» The task
Revise the article about the former UN hacker between "Breaking into places" and "at the workplace.", inclusive, putting "Manchester" in place of "Liverpool".

» Selected excerpt

· · · · ·

Breaking into places and getting caught doesn't usually land you a job, but that's exactly what happened to UN hacker Matthew Beddoes, who last year was sentenced to three years for trying to digitally steal carbon credits from the United Nations. Released late last year however, he was in Liverpool yesterday showing North West businesses how they could be attacked by something as simple and cheap as a Raspberry Pi system.

The hacker, once known as Black Dragon and now operating his own security firm, Red Dragon, used the £30 home computer to hack into the smartphones of several attendees, highlighting basic security flaws in common software and offering ways they could shore up their businesses to protect themselves from similar intrusions at the workplace.

“All this code is free and publicly available,” said the Shropshire-born hacker. “Basically with some very cheap kit I could hack into every smartphone on a coffee shop wifi system where people might be looking at work emails, bank details or shopping online. I can see all that information and even plant code into their device that will send me all their access keys and passwords. Then I’d have full access to their network.”

· · · · ·

» Extracted data
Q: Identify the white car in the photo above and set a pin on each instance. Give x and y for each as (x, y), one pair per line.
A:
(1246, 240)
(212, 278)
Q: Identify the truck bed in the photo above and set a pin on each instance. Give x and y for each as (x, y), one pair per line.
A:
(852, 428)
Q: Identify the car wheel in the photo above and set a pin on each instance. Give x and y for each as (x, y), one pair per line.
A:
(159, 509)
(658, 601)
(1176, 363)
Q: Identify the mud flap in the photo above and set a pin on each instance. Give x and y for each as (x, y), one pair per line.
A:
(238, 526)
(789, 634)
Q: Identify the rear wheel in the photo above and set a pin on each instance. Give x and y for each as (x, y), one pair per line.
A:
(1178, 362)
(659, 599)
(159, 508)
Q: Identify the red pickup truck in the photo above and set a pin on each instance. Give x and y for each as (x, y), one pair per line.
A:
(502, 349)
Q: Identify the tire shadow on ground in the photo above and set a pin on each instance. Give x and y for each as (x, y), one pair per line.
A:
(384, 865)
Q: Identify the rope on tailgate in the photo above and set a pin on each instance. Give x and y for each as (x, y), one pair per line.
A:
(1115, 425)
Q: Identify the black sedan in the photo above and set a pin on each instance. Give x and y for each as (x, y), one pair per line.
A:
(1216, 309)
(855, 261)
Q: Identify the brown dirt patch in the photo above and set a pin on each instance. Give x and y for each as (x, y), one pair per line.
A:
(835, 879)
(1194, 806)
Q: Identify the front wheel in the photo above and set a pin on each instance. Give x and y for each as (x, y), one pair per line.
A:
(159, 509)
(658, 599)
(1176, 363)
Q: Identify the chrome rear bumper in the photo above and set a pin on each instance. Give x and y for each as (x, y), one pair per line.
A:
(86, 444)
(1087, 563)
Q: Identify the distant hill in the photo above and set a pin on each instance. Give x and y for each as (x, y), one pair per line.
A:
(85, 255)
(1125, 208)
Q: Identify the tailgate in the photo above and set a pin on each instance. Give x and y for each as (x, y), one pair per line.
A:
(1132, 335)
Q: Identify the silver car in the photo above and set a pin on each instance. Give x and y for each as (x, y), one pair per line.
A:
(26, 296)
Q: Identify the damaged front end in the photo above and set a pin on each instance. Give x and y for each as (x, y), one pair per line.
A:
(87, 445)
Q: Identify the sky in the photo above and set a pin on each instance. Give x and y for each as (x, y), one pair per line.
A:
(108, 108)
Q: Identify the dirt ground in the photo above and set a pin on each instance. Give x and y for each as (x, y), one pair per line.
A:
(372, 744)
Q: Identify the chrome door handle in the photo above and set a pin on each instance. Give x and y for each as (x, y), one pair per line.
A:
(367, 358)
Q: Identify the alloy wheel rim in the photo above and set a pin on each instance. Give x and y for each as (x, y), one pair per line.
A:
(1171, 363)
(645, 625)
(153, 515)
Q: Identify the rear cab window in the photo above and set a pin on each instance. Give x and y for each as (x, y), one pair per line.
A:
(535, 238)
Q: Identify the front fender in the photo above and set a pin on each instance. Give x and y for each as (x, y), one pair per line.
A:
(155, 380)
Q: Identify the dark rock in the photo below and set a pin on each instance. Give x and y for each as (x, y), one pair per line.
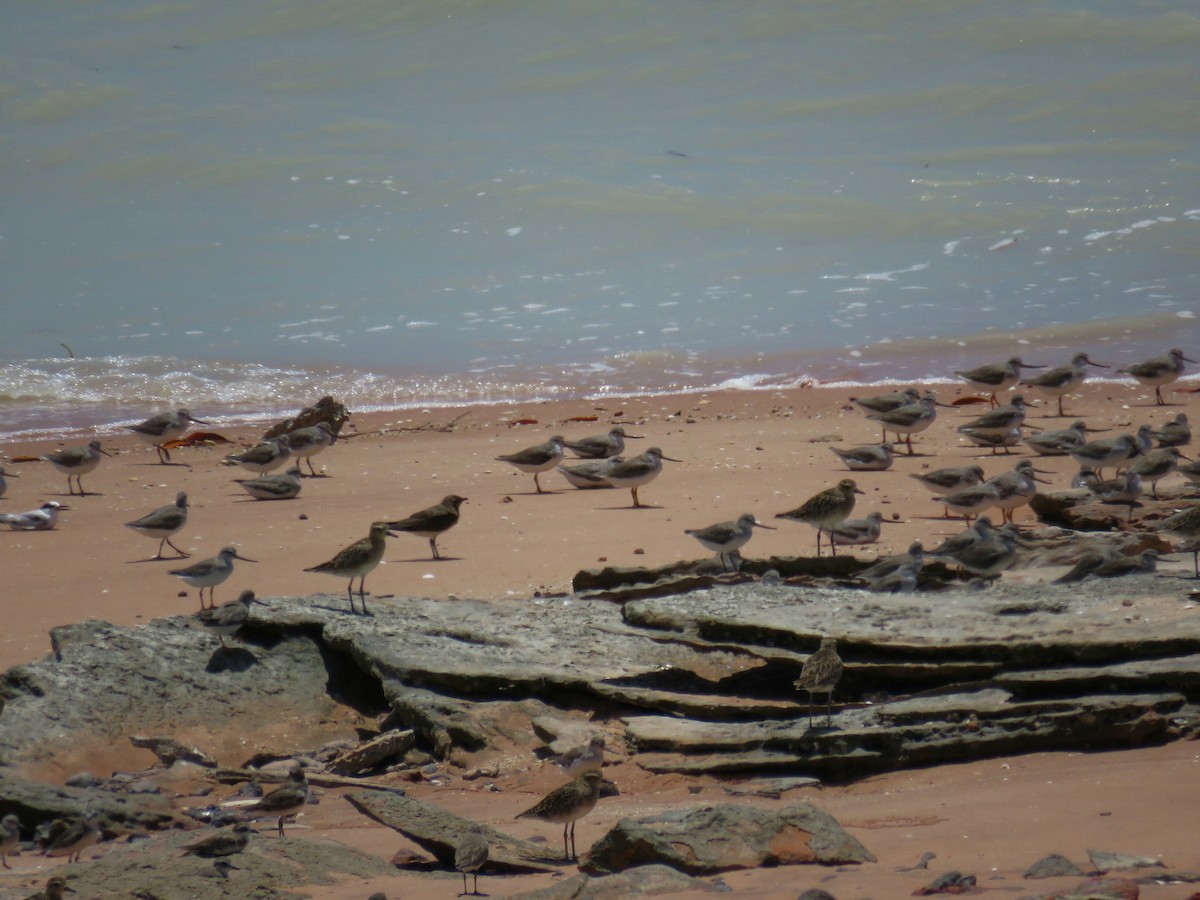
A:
(712, 839)
(1051, 867)
(1105, 862)
(643, 881)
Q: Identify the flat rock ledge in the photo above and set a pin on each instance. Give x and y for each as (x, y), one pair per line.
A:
(697, 683)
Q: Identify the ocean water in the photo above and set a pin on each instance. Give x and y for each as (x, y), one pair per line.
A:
(241, 207)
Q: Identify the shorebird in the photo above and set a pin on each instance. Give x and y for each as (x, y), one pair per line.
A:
(951, 479)
(1119, 491)
(4, 485)
(857, 531)
(432, 521)
(286, 801)
(970, 502)
(639, 471)
(306, 443)
(227, 619)
(163, 429)
(826, 509)
(537, 459)
(1158, 371)
(567, 804)
(273, 487)
(1174, 433)
(887, 402)
(995, 377)
(1186, 525)
(987, 557)
(997, 421)
(1062, 379)
(264, 456)
(1109, 451)
(869, 457)
(725, 538)
(1157, 465)
(76, 838)
(1109, 565)
(76, 462)
(820, 675)
(882, 568)
(357, 561)
(221, 843)
(1017, 487)
(600, 447)
(591, 475)
(1057, 443)
(580, 759)
(43, 519)
(910, 419)
(209, 573)
(1003, 441)
(10, 837)
(469, 857)
(162, 523)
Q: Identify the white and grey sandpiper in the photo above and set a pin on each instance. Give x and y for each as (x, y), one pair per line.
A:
(10, 837)
(285, 802)
(209, 573)
(591, 475)
(163, 429)
(951, 479)
(639, 471)
(725, 538)
(227, 619)
(1061, 381)
(1158, 372)
(1000, 420)
(868, 457)
(857, 531)
(162, 523)
(75, 462)
(306, 443)
(995, 377)
(469, 857)
(264, 456)
(1057, 443)
(601, 447)
(537, 459)
(826, 509)
(432, 521)
(909, 420)
(820, 675)
(279, 486)
(1186, 525)
(4, 484)
(43, 519)
(567, 804)
(1176, 432)
(358, 561)
(1017, 487)
(1157, 465)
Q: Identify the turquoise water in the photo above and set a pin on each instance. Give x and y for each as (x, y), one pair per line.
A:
(241, 207)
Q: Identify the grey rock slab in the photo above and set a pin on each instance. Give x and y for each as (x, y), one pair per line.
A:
(438, 832)
(713, 839)
(645, 881)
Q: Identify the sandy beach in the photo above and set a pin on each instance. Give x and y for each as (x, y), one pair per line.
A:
(761, 453)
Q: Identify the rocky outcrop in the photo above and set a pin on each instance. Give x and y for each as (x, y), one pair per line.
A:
(714, 839)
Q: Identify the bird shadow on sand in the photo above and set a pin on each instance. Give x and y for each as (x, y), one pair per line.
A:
(231, 659)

· · · · ·

» Task answer
Breaking into places and getting caught doesn't usually land you a job, but that's exactly what happened to UN hacker Matthew Beddoes, who last year was sentenced to three years for trying to digitally steal carbon credits from the United Nations. Released late last year however, he was in Manchester yesterday showing North West businesses how they could be attacked by something as simple and cheap as a Raspberry Pi system.

The hacker, once known as Black Dragon and now operating his own security firm, Red Dragon, used the £30 home computer to hack into the smartphones of several attendees, highlighting basic security flaws in common software and offering ways they could shore up their businesses to protect themselves from similar intrusions at the workplace.